Your job is to copy every line in the material containing the word "floppy".

• THE DATA:
+-------+
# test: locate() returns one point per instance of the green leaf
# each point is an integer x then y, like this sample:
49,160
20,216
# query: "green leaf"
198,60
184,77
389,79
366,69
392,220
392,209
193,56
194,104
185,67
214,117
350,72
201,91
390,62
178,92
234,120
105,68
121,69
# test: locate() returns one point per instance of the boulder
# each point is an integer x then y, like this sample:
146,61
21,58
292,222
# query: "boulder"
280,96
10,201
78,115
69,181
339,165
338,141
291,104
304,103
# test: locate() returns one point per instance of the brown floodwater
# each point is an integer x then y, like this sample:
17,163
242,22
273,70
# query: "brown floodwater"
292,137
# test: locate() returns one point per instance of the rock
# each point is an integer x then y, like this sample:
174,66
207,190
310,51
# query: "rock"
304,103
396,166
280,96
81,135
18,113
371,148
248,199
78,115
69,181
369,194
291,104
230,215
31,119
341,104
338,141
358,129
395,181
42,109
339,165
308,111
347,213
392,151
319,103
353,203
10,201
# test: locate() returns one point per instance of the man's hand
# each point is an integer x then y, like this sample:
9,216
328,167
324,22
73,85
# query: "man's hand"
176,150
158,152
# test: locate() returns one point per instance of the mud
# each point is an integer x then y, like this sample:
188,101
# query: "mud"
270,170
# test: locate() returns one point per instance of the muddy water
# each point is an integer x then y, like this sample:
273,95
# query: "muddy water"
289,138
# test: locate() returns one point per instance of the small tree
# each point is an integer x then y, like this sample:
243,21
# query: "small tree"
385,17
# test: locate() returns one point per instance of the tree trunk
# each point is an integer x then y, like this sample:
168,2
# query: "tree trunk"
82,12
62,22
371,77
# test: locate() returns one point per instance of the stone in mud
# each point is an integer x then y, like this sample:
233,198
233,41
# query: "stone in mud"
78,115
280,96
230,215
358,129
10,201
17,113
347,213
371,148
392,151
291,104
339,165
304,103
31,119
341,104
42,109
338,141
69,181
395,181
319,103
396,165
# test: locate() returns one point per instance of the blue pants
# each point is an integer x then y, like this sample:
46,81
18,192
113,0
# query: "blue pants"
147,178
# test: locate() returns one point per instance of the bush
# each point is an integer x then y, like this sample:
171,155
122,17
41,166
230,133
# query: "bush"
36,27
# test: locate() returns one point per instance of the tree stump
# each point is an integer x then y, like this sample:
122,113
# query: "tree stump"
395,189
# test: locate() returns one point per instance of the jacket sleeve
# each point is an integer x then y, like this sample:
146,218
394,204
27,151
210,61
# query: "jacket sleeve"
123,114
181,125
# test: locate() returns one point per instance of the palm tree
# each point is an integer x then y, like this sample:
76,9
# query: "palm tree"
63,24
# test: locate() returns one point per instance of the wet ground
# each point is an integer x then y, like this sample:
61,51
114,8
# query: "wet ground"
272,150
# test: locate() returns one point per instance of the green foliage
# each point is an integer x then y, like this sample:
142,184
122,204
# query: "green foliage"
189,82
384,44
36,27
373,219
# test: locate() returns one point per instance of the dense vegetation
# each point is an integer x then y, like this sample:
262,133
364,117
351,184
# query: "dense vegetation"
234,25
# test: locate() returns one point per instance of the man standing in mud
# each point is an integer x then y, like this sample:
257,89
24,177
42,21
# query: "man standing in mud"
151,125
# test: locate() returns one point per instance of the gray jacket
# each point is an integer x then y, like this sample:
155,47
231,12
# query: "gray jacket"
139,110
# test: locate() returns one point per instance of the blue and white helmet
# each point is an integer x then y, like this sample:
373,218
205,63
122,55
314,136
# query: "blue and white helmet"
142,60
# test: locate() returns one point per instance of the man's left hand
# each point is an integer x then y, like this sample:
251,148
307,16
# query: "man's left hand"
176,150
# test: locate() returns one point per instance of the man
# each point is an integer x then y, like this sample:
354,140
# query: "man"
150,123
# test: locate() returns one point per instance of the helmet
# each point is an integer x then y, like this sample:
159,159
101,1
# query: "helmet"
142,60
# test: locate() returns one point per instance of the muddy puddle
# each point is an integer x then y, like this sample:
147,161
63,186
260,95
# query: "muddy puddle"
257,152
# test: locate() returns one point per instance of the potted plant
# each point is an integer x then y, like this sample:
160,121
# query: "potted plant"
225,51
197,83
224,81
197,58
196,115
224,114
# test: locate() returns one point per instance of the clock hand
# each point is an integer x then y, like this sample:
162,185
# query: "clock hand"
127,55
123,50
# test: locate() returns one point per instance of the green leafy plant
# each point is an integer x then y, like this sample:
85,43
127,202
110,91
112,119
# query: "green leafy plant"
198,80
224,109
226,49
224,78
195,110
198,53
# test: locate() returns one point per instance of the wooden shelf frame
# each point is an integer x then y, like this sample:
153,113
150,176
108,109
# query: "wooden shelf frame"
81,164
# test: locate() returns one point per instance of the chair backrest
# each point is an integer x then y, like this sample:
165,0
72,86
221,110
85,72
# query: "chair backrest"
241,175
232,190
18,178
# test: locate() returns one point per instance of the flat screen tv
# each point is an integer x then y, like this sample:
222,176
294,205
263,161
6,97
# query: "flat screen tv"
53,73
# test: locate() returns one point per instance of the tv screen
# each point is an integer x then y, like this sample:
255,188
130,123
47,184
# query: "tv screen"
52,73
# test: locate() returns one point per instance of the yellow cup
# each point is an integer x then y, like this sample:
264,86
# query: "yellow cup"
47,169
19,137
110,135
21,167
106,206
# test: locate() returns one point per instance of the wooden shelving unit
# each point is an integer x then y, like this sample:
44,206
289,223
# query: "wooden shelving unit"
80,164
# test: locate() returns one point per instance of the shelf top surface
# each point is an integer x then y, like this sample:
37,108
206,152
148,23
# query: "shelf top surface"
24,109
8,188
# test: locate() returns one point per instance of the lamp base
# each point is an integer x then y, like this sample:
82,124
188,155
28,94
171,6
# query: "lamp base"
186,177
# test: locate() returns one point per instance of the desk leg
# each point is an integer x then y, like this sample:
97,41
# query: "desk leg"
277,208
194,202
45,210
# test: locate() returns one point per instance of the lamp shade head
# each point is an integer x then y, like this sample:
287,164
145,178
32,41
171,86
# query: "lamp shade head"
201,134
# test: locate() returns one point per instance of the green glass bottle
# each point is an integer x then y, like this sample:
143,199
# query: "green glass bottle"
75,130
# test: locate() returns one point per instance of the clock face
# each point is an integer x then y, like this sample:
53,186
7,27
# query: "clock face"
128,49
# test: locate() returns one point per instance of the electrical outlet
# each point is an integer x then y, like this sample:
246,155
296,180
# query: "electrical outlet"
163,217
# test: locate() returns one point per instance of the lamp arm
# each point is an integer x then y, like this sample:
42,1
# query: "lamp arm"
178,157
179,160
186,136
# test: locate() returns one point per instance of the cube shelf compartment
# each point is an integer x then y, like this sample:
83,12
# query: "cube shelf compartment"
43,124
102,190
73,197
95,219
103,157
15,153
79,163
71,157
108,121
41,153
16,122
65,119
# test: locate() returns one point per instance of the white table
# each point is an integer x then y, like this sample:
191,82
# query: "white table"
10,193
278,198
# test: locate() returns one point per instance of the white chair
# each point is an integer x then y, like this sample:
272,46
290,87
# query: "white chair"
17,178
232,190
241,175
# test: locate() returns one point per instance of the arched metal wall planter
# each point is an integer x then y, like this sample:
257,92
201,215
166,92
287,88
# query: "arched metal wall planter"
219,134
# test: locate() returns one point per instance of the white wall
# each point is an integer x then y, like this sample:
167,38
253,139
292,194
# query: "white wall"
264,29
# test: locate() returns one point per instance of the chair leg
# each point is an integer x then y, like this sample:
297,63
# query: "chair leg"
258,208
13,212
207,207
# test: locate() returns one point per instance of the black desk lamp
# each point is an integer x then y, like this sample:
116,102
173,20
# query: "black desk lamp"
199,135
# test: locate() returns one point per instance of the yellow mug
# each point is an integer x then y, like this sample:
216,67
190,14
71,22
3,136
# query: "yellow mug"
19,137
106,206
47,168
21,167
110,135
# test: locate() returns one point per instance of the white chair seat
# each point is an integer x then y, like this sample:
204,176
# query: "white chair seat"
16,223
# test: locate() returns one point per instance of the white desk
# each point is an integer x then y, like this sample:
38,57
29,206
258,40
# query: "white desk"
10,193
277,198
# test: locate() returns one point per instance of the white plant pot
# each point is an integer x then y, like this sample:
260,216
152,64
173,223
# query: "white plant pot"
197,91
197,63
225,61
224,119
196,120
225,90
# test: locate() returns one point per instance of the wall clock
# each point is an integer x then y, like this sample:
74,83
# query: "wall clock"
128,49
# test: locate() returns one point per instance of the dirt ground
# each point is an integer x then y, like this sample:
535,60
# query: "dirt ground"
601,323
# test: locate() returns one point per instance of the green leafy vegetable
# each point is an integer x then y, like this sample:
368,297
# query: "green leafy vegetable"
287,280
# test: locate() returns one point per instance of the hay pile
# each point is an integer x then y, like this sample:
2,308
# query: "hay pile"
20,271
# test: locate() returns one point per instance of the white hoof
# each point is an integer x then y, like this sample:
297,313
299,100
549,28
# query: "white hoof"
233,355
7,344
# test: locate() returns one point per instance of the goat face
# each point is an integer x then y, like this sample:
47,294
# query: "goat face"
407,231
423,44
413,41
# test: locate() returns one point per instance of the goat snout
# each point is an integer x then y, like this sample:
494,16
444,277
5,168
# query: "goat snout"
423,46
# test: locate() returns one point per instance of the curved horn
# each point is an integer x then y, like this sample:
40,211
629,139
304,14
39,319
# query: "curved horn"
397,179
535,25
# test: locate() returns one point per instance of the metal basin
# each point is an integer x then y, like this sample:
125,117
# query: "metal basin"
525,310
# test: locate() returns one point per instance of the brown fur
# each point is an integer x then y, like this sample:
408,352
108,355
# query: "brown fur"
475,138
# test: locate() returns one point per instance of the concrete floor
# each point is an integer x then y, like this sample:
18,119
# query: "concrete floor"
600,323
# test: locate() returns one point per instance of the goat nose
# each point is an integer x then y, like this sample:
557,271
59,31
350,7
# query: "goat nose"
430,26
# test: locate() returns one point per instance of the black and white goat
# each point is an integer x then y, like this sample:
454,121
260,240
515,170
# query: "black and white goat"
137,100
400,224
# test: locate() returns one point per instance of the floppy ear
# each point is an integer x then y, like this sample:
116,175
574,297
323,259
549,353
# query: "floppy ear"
+-------+
• RESPONSE TO THE EXERCISE:
# test: locate() returns one point per instance of the floppy ear
# query: "floppy ear"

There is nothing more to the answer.